GIVEN PASSAGE:
--------------------------------------------------

## Big Query 1 & 2

### Things to do before lecture

1. Install ``pip3 install google-cloud-bigquery google-cloud-bigquery-storage pyarrow tqdm ipywidgets pandas matplotlib db-dtypes pandas-gbq``
2. Gloud authentication: `gcloud auth application-default login --scopes=openid,https://www.googleapis.com/auth/cloud-platform,https://www.googleapis.com/auth/drive.readonly`
3. Start notebook on your VM: `python3 -m jupyterlab --no-browser`
4. Establish SSH tunnel for port 8888

In [None]:
project = "cs544-spring2024" 
# this name will probably be different for you

In [None]:
# import statement
from google.cloud import bigquery

In [None]:
# bigquery Client
bq = bigquery.Client()

### Dataset creation

In [None]:
ds = bigquery.Dataset(f"{project}.lec_demo")
# ds.location = "us-central1"
bq.create_dataset(ds, exists_ok=True)

In [None]:
q = bq.query("""
SELECT *
FROM `bigquery-public-data.github_repos.languages`
LIMIT 5
""", job_config=no_cache)

In [None]:
q.to_dataframe()

#### Total bytes processed and billed (in MB)

In [None]:
q.total_bytes_processed / 1024**2 # MB

In [None]:
q.total_bytes_billed / 1024**2 # MB

### `open-lambda` repositories

#### What are the ten most common languages on GitHub?

In [None]:
%%bigquery top10
SELECT *
FROM bigquery-public-data.github_repos.languages
CROSS JOIN UNNEST(language) AS L
LIMIT 5

In [None]:
%%bigquery top10
SELECT L.name, COUNT(*) as count
FROM bigquery-public-data.github_repos.languages
CROSS JOIN UNNEST(language) AS L
GROUP BY L.name
ORDER BY count DESC
LIMIT 10

In [None]:
top10

In [None]:
top10.set_index("name")

In [None]:
top10.set_index("name").plot.bar()

#### What software licenses are used most often for Python projects?

In [None]:
%%bigquery top10
SELECT *
FROM bigquery-public-data.github_repos.languages
CROSS JOIN UNNEST(language) AS L
LIMIT 5

In [None]:
%%bigquery lic
SELECT license, COUNT(*) as count
FROM bigquery-public-data.github_repos.languages
CROSS JOIN UNNEST(language) AS L
INNER JOIN bigquery-public-data.github_repos.licenses ON languages.repo_name = licenses.repo_name
WHERE L.name = 'Python'
GROUP BY license
ORDER BY count DESC

In [None]:
lic.set_index("license").plot.bar()

### Using Bigquery on our custom data

### Example 1: BigQuery Table

In [None]:
config = bigquery.LoadJobConfig(source_format="PARQUET", write_disposition="WRITE_TRUNCATE")
# Get this "gsutil URI" from your GCP account 
source = "gs://s24_msyamkumar/hdma-wi-2021.parquet"
dataset = "lec_demo"
job = bq.load_table_from_uri(source, f"{project}.{dataset}.loans", job_config=config)

--------------------------------------------------

STATED EXERCISE: Carry on the BigQuery lecture notebook above, starting right after its last line.

--------------------------------------------------

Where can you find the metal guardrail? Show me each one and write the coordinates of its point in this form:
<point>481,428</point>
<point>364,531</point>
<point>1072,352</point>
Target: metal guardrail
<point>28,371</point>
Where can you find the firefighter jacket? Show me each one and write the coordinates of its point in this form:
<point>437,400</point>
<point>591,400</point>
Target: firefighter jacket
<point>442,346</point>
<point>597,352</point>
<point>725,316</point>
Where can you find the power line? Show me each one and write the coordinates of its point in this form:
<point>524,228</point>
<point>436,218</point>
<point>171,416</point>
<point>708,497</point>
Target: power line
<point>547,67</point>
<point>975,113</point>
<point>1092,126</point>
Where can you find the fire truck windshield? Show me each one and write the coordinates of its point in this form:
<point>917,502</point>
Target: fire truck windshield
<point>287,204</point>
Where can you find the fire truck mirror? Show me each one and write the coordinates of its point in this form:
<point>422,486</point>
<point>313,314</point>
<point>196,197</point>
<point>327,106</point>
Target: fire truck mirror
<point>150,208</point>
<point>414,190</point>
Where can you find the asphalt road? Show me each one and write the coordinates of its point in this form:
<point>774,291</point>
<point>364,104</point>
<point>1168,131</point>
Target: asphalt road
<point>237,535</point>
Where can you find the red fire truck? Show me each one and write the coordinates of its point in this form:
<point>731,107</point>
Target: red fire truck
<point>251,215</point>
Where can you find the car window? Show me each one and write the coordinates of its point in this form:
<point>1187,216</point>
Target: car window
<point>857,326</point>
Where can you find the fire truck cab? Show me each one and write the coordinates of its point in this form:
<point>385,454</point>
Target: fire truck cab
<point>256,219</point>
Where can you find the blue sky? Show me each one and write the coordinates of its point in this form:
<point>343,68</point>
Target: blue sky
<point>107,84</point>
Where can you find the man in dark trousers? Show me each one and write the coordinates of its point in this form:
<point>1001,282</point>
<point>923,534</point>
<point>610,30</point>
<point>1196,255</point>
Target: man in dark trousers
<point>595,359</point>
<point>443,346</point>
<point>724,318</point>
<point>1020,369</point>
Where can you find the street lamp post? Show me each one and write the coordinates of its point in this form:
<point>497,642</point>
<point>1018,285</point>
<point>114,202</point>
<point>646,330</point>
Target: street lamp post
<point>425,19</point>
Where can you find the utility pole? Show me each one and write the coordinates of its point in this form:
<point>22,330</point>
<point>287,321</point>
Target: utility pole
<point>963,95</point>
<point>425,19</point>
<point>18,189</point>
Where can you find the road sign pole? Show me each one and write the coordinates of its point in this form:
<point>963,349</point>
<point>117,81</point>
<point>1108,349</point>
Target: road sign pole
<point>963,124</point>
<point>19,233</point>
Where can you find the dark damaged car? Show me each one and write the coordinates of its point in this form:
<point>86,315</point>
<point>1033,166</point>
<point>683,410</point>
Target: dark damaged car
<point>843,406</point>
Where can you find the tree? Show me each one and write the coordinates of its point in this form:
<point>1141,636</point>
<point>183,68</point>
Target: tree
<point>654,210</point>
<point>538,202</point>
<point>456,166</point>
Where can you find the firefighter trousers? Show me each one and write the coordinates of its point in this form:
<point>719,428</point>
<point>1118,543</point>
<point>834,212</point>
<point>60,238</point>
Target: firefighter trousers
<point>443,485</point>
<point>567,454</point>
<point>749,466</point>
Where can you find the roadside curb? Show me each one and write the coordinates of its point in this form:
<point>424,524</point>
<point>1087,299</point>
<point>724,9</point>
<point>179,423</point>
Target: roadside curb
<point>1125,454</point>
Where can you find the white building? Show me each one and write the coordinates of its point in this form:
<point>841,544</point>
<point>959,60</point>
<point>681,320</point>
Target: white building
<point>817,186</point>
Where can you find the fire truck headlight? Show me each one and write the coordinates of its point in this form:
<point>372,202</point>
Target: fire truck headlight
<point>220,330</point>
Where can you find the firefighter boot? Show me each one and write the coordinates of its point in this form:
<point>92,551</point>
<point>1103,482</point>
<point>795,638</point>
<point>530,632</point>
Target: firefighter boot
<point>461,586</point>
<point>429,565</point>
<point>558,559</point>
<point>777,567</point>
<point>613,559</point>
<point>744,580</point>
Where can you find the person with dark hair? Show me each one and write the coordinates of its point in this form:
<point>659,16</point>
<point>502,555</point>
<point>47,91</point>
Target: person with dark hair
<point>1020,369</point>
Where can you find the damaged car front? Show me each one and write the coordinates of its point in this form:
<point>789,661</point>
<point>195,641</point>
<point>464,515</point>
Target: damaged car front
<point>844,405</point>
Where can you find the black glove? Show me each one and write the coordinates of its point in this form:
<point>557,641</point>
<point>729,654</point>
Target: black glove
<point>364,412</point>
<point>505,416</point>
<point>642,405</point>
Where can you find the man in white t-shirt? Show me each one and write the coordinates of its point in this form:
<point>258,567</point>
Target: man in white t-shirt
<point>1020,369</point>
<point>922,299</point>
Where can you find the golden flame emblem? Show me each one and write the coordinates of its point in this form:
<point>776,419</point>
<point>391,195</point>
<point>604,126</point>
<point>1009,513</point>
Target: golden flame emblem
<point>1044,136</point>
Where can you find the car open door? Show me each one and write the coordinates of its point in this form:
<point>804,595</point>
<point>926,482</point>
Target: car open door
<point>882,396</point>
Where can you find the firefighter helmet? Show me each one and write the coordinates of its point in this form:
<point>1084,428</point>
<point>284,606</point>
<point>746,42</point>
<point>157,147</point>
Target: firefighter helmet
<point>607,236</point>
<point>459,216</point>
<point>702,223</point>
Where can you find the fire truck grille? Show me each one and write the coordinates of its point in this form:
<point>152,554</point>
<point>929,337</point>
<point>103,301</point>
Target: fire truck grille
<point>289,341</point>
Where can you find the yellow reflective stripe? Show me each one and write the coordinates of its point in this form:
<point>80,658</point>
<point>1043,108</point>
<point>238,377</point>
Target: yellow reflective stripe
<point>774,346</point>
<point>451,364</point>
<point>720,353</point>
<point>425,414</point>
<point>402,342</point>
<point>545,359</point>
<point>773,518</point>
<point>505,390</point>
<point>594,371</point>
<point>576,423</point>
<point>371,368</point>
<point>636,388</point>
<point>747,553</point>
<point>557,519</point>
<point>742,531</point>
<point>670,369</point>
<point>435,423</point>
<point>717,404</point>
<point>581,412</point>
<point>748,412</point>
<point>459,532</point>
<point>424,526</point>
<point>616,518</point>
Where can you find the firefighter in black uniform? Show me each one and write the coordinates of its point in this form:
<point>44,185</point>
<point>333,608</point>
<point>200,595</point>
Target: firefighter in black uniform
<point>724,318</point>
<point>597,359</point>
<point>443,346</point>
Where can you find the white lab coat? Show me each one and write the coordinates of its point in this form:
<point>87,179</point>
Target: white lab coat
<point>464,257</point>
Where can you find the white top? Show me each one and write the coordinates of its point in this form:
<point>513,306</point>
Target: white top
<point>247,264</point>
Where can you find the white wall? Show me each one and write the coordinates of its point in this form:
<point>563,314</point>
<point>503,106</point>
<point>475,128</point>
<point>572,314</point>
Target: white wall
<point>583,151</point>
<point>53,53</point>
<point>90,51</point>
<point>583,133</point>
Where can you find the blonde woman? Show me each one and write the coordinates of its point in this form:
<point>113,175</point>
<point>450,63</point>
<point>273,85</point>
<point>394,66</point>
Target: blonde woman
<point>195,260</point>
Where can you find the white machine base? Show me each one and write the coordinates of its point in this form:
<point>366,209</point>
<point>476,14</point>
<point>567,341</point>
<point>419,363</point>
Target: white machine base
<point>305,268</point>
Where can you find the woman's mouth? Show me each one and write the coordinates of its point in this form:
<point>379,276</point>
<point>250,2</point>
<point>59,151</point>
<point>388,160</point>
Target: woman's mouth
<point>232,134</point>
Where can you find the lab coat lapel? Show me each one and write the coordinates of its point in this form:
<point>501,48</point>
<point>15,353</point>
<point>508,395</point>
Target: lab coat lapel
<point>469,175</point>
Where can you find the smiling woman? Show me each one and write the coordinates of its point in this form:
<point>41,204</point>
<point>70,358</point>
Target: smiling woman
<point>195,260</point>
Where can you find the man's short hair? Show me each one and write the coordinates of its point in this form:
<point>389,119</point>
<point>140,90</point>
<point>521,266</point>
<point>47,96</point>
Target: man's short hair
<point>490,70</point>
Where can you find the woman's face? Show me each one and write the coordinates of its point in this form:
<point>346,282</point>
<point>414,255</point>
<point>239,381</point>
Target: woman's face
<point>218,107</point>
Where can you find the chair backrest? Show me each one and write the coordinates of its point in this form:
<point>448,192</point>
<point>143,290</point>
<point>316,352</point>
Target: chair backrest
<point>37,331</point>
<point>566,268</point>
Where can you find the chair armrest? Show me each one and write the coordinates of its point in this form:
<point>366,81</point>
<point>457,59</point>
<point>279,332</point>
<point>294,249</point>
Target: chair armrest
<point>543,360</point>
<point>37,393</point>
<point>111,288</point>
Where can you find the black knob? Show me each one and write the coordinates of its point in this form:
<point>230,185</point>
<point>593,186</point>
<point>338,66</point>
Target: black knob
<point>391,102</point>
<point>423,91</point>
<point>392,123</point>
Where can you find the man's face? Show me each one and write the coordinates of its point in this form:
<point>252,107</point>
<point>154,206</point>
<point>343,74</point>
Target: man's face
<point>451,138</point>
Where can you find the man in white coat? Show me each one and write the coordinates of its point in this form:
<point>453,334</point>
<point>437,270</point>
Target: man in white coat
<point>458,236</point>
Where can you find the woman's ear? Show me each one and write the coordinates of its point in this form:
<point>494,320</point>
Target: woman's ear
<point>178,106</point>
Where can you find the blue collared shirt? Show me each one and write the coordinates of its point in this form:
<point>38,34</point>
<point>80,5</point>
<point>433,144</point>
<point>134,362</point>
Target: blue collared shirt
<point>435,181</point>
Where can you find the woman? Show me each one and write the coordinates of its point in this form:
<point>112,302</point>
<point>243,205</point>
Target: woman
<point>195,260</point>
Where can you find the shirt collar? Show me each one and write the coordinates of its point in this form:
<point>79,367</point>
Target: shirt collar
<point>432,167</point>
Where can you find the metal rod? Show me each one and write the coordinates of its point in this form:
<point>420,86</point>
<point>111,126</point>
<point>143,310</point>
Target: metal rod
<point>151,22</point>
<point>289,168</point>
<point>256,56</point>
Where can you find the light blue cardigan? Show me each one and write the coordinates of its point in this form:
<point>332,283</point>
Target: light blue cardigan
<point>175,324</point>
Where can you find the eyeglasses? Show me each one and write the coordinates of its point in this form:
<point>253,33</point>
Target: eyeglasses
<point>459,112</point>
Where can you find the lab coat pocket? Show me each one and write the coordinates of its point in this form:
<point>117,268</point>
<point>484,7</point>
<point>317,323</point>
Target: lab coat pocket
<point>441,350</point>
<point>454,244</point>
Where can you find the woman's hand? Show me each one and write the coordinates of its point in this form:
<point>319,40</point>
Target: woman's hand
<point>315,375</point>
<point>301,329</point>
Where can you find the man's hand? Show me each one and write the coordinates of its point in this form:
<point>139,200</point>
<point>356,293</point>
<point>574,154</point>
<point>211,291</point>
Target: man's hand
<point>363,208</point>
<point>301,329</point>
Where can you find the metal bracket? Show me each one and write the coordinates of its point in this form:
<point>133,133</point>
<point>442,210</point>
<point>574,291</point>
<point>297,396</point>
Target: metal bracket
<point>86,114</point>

--------------------------------------------------

OUTPUT FOR THIS EXERCISE:
job.result()

### Example 2: External Table (GCS)

In [None]:
config = bigquery.ExternalConfig(source_format="PARQUET")
config.source_uris = [source]
# config.autodetect = True
table = bigquery.Table(f"{project}.{dataset}.loans-external")
table.external_data_configuration = config
bq.create_table(table, exists_ok=True)

### Example 3: external table (sheets)
Form: https://forms.gle/wwqt8XBXmFj6pES56 <br>
Sheet: https://docs.google.com/spreadsheets/d/1FfalqAWdzz01D1zIvBxsDWLW05-lvANWjjAj2vI4A04/

In [None]:
config = bigquery.ExternalConfig(source_format="GOOGLE_SHEETS")
config.source_uris = ["https://docs.google.com/spreadsheets/d/1FfalqAWdzz01D1zIvBxsDWLW05-lvANWjjAj2vI4A04/"]
config.autodetect = True
table = bigquery.Table(f"{project}.{dataset}.applications")
table.external_data_configuration = config
bq.create_table(table, exists_ok=True)

In [None]:
%%bigquery
SELECT *
FROM `cs544-spring2024.test1.applications`

### Geopandas GeoDataFrame

- a geopandas GeoDataFrame is a subclass of pandas's DataFrame, and it has a geo column
- `to_dataframe` gives a pandas DataFrame
- `to_geodataframe` gives a geopandas GeoDataFrame

In [None]:
# FIPS code for WI is 55
wi = bq.query("""
SELECT county_geom
FROM bigquery-public-data.geo_us_boundaries.counties
WHERE state_fips_code = '55'
""").to_geodataframe()

In [None]:
type(wi)

In [None]:
wi.plot(color="0.9", edgecolor="0")

### Export WI to our private table

In [None]:
bq.query("""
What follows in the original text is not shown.